Directions for this task ▸
Rewrite the rows below with every occurrence of "ring rule" changed to "fill rule" and nothing else altered.

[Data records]
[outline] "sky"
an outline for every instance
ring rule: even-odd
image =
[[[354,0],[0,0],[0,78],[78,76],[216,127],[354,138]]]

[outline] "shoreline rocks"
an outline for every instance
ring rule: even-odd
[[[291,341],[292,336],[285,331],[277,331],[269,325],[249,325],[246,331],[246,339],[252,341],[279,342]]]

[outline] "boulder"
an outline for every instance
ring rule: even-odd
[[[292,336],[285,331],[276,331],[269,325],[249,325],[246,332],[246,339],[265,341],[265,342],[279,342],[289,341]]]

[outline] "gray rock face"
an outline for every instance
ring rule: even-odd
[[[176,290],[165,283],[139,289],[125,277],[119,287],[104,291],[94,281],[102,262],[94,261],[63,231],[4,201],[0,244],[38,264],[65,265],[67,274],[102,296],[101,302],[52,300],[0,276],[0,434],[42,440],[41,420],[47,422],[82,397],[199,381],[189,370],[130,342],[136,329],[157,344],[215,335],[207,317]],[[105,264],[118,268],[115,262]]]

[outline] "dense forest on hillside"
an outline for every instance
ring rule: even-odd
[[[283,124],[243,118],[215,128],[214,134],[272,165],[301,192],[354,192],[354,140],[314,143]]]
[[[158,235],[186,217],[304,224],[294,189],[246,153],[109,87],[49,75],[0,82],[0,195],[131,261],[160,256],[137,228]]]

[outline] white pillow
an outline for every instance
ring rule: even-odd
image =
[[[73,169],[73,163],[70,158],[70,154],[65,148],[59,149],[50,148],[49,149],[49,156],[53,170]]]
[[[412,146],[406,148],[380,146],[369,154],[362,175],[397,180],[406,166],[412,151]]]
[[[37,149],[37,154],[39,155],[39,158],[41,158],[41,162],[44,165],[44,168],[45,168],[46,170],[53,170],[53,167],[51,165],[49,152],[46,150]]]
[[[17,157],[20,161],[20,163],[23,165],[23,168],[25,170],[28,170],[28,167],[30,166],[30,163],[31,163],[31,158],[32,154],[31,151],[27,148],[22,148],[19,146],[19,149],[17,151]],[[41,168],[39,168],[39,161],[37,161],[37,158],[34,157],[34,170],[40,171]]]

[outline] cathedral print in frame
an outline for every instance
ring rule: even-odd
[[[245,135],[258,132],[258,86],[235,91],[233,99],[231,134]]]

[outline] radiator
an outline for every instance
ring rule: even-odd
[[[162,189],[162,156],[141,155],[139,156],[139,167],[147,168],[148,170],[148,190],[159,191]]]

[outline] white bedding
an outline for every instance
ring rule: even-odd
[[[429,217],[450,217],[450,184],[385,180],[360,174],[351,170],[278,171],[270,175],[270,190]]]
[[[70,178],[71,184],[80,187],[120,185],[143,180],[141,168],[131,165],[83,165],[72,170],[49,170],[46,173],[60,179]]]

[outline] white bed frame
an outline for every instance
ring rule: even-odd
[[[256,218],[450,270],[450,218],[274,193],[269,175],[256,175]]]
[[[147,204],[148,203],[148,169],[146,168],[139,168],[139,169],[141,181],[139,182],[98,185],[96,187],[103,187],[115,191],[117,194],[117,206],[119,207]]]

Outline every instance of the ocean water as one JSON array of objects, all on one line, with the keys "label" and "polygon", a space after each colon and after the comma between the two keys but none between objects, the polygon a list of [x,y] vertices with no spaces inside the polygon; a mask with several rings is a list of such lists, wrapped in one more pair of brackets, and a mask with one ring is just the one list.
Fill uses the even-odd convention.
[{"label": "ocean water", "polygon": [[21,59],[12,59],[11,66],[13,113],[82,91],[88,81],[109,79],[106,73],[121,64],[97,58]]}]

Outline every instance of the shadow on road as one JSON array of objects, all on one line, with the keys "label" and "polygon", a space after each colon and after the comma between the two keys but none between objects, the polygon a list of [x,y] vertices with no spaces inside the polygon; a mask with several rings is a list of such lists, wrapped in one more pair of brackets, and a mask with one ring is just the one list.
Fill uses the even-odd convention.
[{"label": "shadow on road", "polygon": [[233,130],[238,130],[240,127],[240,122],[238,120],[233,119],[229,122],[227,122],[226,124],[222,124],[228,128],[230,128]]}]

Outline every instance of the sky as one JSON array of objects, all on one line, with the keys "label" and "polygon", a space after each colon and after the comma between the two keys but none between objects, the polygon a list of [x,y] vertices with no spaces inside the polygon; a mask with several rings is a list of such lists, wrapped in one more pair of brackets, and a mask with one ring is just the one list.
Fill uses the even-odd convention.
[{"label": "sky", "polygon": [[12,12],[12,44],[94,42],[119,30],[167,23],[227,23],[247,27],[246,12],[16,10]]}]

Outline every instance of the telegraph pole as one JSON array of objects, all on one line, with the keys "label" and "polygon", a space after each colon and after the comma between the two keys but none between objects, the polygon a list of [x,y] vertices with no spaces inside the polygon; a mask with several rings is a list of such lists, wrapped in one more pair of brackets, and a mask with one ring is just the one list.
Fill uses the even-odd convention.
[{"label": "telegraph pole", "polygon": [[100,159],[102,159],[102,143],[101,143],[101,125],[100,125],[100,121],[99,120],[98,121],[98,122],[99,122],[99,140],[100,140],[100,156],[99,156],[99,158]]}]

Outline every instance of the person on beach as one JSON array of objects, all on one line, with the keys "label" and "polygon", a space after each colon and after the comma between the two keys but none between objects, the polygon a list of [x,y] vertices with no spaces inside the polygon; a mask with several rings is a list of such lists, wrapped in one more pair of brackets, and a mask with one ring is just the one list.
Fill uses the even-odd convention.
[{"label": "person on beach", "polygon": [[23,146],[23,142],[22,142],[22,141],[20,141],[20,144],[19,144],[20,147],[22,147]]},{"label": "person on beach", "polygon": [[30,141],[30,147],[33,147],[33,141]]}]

Correct response ▸
[outline] "sky"
an outline for every instance
fill rule: even-odd
image =
[[[354,0],[0,0],[0,78],[78,76],[216,127],[354,138]]]

[outline] "shoreline rocks"
an outline for every instance
fill rule: even-odd
[[[291,341],[292,336],[285,331],[277,331],[269,325],[249,325],[246,331],[246,339],[252,341],[279,342]]]

[outline] "boulder"
an outline for every instance
fill rule: even-odd
[[[292,336],[285,331],[276,331],[269,325],[249,325],[246,332],[246,339],[265,341],[265,342],[279,342],[289,341]]]

[outline] "gray rock face"
an outline for every instance
fill rule: even-odd
[[[176,290],[165,283],[139,289],[125,277],[119,287],[104,291],[94,281],[102,262],[94,261],[63,231],[4,201],[0,244],[38,264],[65,265],[67,274],[102,296],[101,302],[52,300],[0,276],[0,434],[42,440],[41,420],[47,422],[82,397],[199,381],[189,370],[130,342],[136,329],[157,344],[215,335],[207,317]],[[105,264],[118,268],[115,262]]]

[outline] "dense forest on hillside"
an outline for every instance
fill rule: even-odd
[[[283,124],[243,118],[215,128],[214,134],[272,165],[301,192],[354,192],[354,140],[314,143]]]
[[[158,235],[186,217],[304,224],[294,189],[246,153],[109,87],[49,75],[0,82],[0,195],[131,261],[160,256],[137,228]]]

[outline] white pillow
an outline for every instance
fill rule: even-odd
image =
[[[73,169],[73,163],[70,158],[70,154],[65,148],[59,149],[50,148],[49,149],[49,156],[53,170]]]
[[[412,146],[406,148],[380,146],[369,154],[362,175],[397,180],[406,166],[412,151]]]
[[[37,149],[37,154],[39,155],[39,158],[41,158],[41,162],[44,165],[44,168],[45,168],[46,170],[53,170],[53,167],[51,165],[49,152],[46,150]]]
[[[17,157],[20,161],[20,163],[23,165],[23,168],[25,170],[28,170],[28,167],[30,166],[30,163],[31,163],[31,158],[32,154],[31,151],[27,148],[22,148],[19,146],[19,149],[17,151]],[[41,168],[39,168],[39,161],[37,161],[37,158],[34,157],[34,170],[40,171]]]

[outline] cathedral print in frame
an outline for every instance
fill rule: even-odd
[[[245,135],[258,132],[258,86],[235,91],[233,99],[231,134]]]

[outline] radiator
an outline for every instance
fill rule: even-odd
[[[162,189],[162,156],[141,155],[139,156],[139,167],[147,168],[148,170],[148,190],[159,191]]]

[outline] white bedding
an outline for every instance
fill rule: even-odd
[[[429,217],[450,217],[450,184],[385,180],[360,174],[351,170],[278,171],[270,175],[270,190]]]
[[[70,178],[71,184],[80,187],[120,185],[143,180],[141,168],[131,165],[83,165],[72,170],[49,170],[46,173],[60,179]]]

[outline] white bed frame
an outline for every instance
fill rule: even-odd
[[[256,218],[450,270],[450,218],[274,193],[269,175],[256,175]]]
[[[147,204],[148,203],[148,169],[146,168],[139,168],[139,169],[141,181],[139,182],[98,185],[96,187],[103,187],[115,191],[117,194],[117,206],[119,207]]]

Outline every instance of the ocean water as one JSON array of objects, all on one line, with the keys "label" and "polygon", a space after each colon and after the comma between the two keys but none between objects, the polygon a list of [x,y] vertices with no spaces inside the polygon; a mask with several rings is a list of such lists, wrapped in one more pair of brackets, and a mask with one ring is just the one list.
Fill uses the even-odd convention.
[{"label": "ocean water", "polygon": [[21,59],[12,59],[11,66],[13,113],[82,91],[88,81],[109,79],[106,73],[121,64],[97,58]]}]

Outline every instance of the shadow on road as one JSON array of objects, all on one line, with the keys "label" and "polygon", a space after each colon and after the comma between the two keys but none between objects, the polygon a list of [x,y] vertices with no spaces inside the polygon; a mask with several rings is a list of such lists, wrapped in one more pair of brackets, and a mask with one ring is just the one list.
Fill uses the even-odd convention.
[{"label": "shadow on road", "polygon": [[233,130],[238,130],[240,127],[240,122],[238,120],[233,119],[229,122],[227,122],[226,124],[222,124],[228,128],[230,128]]}]

Outline every instance of the sky as one JSON array of objects, all on one line, with the keys "label" and "polygon", a space after each colon and after the comma between the two keys but none between objects, the polygon a list of [x,y] vertices with no spaces inside the polygon; a mask with several rings is a list of such lists, wrapped in one more pair of brackets, and a mask with one ring is just the one list.
Fill uses the even-odd convention.
[{"label": "sky", "polygon": [[12,12],[12,44],[94,42],[119,30],[167,23],[227,23],[247,27],[246,12],[16,10]]}]

Outline every instance of the telegraph pole as one JSON array of objects, all on one line, with the keys "label" and "polygon", a space after each colon and after the comma between the two keys but none between objects, the polygon a list of [x,y] vertices with no spaces inside the polygon; a mask with several rings is a list of such lists, wrapped in one more pair of brackets, and a mask with one ring is just the one list.
Fill uses the even-odd convention.
[{"label": "telegraph pole", "polygon": [[100,159],[102,159],[102,143],[101,143],[101,125],[100,125],[100,121],[99,120],[98,121],[98,122],[99,122],[99,140],[100,140],[100,156],[99,156],[99,158]]}]

Outline every instance of the person on beach as one JSON array of objects, all on one line, with the keys "label" and "polygon", a space after each colon and after the comma between the two keys but none between objects, the polygon a list of [x,y] vertices with no spaces inside the polygon; a mask with several rings is a list of such lists, wrapped in one more pair of brackets, and a mask with one ring is just the one list.
Fill uses the even-odd convention.
[{"label": "person on beach", "polygon": [[23,146],[23,142],[22,142],[22,141],[20,141],[20,144],[19,144],[20,147],[22,147]]},{"label": "person on beach", "polygon": [[30,141],[30,147],[33,147],[33,141]]}]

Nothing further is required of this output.